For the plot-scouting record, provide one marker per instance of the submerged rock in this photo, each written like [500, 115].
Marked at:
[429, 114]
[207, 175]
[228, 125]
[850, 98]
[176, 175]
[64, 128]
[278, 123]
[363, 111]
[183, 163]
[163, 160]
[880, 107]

* * * * *

OBJECTIVE: Lay out the records above as a two-column CSV headed record_text and answer, with one row per record. Put each record's text and its answer in its own quoted field, with line breaks replaced by spaces.

ANSWER TO THE PROBLEM:
record_text,answer
"For the plot-scouting record, provide one marker per instance of the submerged rock in this photo, each written like [500, 115]. Marked at:","[429, 114] [207, 175] [228, 125] [850, 98] [176, 175] [64, 128] [278, 123] [363, 111] [183, 163] [163, 160] [880, 107]"